■ **Problem**
Convert the entries below, starting with the first line and going on through the line containing "[(53, 729), (114, 822), (93, 779), (48, 632), (446, 813)]", both ends included, into a JSON list of strings with one string per line and blank lines left out.

■ **Extracted material**
>>
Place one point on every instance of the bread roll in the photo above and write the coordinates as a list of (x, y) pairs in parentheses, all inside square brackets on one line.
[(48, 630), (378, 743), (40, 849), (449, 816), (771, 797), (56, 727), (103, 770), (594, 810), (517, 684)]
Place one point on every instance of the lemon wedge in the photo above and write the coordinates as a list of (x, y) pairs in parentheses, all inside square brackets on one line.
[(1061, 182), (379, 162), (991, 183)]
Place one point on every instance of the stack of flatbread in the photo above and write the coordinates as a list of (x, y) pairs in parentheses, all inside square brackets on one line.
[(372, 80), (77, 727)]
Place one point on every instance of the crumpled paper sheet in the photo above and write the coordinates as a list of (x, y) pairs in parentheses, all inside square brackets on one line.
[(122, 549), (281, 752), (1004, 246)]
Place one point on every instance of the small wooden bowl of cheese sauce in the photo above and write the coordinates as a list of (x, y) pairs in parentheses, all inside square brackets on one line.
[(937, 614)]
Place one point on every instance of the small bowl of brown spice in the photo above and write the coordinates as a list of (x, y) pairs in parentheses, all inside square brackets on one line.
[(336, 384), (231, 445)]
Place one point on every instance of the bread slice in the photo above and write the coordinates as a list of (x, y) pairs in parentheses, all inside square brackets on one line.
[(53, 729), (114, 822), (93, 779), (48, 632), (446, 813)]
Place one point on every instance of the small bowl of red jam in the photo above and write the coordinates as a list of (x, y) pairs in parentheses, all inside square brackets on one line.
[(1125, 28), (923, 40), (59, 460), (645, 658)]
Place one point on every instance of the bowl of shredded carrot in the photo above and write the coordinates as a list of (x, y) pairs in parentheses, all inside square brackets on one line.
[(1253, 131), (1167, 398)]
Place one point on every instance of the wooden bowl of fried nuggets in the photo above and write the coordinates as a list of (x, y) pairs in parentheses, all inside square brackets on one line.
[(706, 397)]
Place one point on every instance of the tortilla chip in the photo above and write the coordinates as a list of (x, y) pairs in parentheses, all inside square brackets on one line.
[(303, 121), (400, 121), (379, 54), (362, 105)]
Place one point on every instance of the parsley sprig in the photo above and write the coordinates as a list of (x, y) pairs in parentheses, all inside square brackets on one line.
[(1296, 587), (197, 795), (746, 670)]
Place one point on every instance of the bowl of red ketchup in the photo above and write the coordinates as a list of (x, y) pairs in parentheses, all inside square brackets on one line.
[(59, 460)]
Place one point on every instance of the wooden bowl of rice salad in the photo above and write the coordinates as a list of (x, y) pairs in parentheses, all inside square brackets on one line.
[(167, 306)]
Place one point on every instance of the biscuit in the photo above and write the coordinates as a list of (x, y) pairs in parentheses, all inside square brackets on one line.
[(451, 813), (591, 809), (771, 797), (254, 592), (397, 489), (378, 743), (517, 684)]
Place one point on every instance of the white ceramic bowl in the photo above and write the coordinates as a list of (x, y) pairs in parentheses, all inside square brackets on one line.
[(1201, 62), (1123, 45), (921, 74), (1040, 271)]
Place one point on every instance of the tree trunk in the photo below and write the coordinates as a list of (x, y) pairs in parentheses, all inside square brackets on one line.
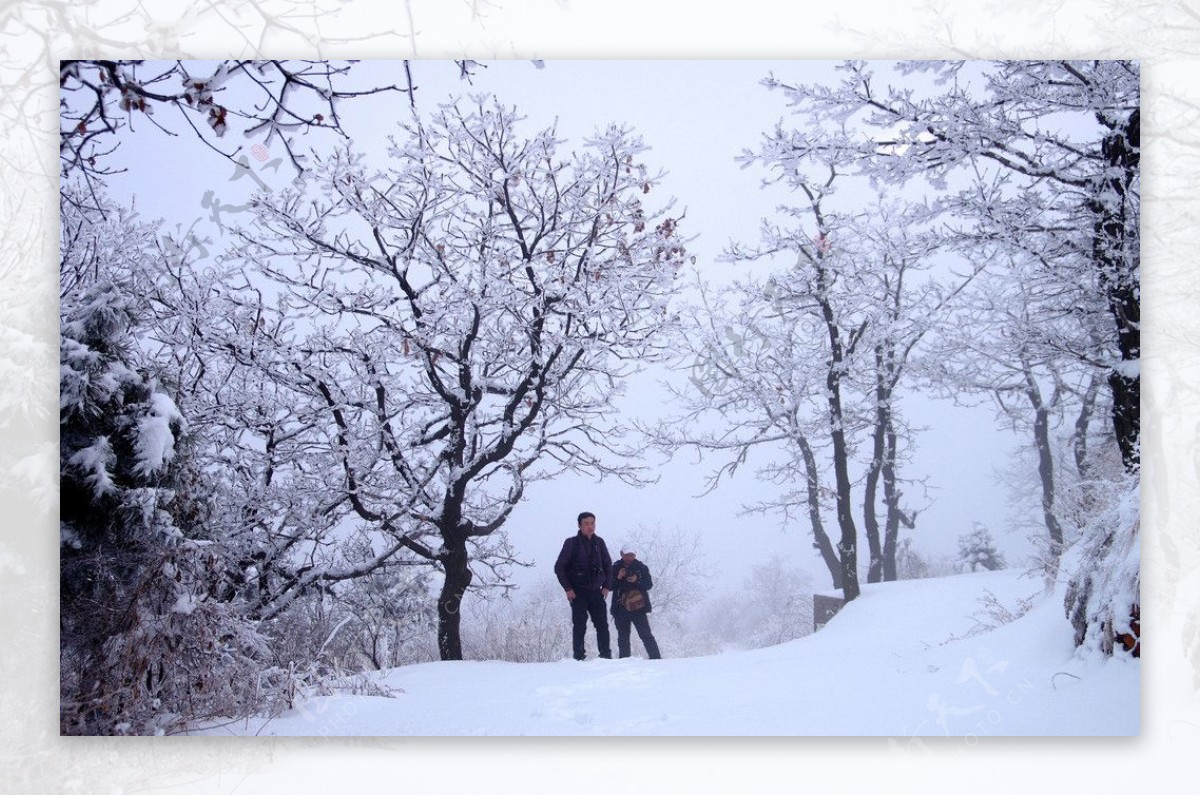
<<
■ **Solution for this exercise**
[
  "Place one point on every instance of the bread roll in the photo above and write the coordinates as a list of (x, y) pairs in parentheses, all inside square brackets on one line.",
  "[(48, 630), (378, 743), (40, 849), (449, 816), (771, 797), (56, 727), (103, 770), (594, 810), (517, 684)]",
  "Place one point on every instance of the lemon wedge in the photo above and write the coordinates as a list of (x, y) pairs in parentheses, all inside square brackets on one line.",
  "[(1061, 182), (379, 162), (991, 183)]",
  "Place one point on every instance of the stack of flatbread in the photo above and write the coordinates as a list of (x, y) pairs in parentheses, all inside square brackets on one line.",
  "[(372, 80), (77, 727)]",
  "Place one point on every instance of the crumpled paper sheet in the photo above and write the coordinates as a list of (x, y) pairs in parentheses, all inside square brackets on one line.",
  "[(122, 549), (281, 752), (1004, 246)]",
  "Place one point on every instance of the small wooden bowl of cheese sauce in the photo above and write the coordinates as a list of (x, y) pairs in parentheses, all inside square brackets on one line.",
  "[(937, 614)]",
  "Place one point on every instance of the small bowl of brown spice in the photo above and write the coordinates as a list of (x, y) pairs in parentheses, all inside square brackets on one line.",
  "[(336, 384), (231, 445)]",
  "Place one point on every instance of the bread slice in the photo above and write the coordinates as a list of (x, y) pairs in parentheses, all inside square brackets on one line.",
  "[(53, 729), (114, 822), (93, 779), (48, 632), (446, 813)]"
]